+++ Dataset rows

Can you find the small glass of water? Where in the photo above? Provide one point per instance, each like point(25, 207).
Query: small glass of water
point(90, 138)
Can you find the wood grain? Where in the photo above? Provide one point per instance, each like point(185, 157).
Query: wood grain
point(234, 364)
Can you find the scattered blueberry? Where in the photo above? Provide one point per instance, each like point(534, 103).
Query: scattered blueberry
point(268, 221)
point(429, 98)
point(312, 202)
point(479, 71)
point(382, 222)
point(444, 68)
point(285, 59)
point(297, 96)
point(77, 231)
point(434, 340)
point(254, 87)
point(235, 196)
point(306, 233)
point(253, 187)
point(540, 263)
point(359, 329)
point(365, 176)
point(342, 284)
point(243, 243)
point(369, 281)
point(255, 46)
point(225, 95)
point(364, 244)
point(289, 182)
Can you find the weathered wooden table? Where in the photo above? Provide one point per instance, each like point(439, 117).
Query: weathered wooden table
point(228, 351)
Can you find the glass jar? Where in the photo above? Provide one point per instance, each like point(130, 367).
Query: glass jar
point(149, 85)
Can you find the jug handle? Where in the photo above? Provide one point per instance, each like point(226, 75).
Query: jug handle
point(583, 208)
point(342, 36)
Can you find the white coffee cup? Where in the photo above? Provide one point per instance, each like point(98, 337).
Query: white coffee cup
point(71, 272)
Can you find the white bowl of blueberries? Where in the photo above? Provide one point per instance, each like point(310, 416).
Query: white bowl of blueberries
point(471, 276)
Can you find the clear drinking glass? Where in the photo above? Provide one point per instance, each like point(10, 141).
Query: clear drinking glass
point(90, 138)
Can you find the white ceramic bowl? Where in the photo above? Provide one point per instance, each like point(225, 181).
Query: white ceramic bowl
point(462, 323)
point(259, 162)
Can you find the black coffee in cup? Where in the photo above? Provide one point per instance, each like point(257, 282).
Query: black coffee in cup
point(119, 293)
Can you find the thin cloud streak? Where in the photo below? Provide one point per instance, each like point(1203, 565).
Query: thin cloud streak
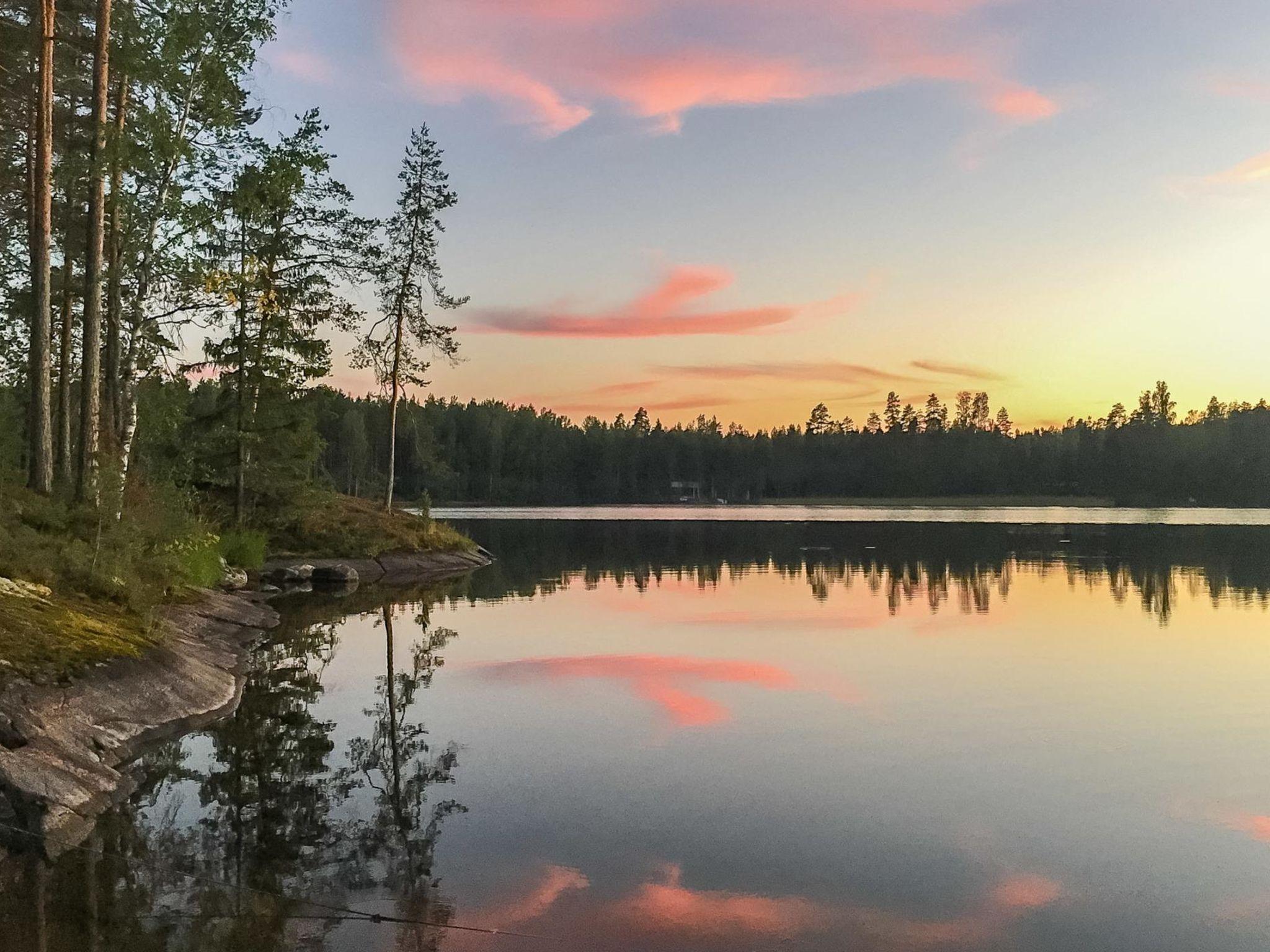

++++++

Format every line of the records above as a numbered list, skipping any blank lines and leaving out the pictures.

1. Can you find the small glass of water? Where in the photo above? Provide one point per instance, each like point(25, 207).
2. Query: small glass of water
3. point(90, 138)
4. Can you find the wood grain? Where in the photo above? Provide one point per instance, each like point(185, 157).
5. Query: wood grain
6. point(234, 364)
7. Can you find the scattered blueberry? Where in the photo above? Provide one point per instance, each like point(534, 103).
8. Query: scattered blueberry
9. point(268, 221)
10. point(429, 98)
11. point(312, 202)
12. point(479, 71)
13. point(382, 222)
14. point(444, 68)
15. point(285, 59)
16. point(297, 96)
17. point(77, 231)
18. point(434, 340)
19. point(254, 87)
20. point(235, 196)
21. point(306, 233)
22. point(253, 187)
23. point(540, 263)
24. point(359, 329)
25. point(365, 176)
26. point(342, 284)
27. point(243, 243)
28. point(369, 281)
29. point(255, 46)
30. point(225, 95)
31. point(364, 244)
32. point(289, 182)
33. Can you find the weathered wooden table? Where in the photo above? Provide one point per instance, each like point(439, 117).
34. Query: weathered wooden table
35. point(228, 351)
36. Can you find the glass jar? Where in the photo above? Provide one point per instance, each like point(130, 367).
37. Query: glass jar
38. point(149, 85)
39. Can you find the jug handle? Where in the photo above? Provide one point per instance, each like point(226, 75).
40. Query: jug handle
41. point(583, 208)
42. point(342, 36)
43. Can you find the white coffee cup? Where in the photo above? Provide one point per instance, each like point(98, 337).
44. Query: white coffee cup
45. point(71, 272)
46. Can you find the white bowl of blueberries? Where in the photo above? Provide one point per instance, each like point(310, 416).
47. Query: white bowl of blueberries
48. point(471, 276)
49. Can you find the clear drinking glass? Where in the photo above? Provide one point per instance, each like point(10, 141).
50. Query: clear drinking glass
51. point(90, 138)
52. Can you find the white ceramic bowl? Where in the photo above? Provide one point per instance, each like point(225, 181).
53. Query: white ceramic bowl
54. point(462, 323)
55. point(259, 162)
56. Can you find the black coffee in cup? Where in the photo above? Provide one point per instance, each like point(257, 282).
57. Query: black coffee in cup
58. point(119, 293)
59. Can you find the thin cloud streak? Where in the photo below? Provide one point per instance, each like point(1203, 565).
60. Query: thin cloud streak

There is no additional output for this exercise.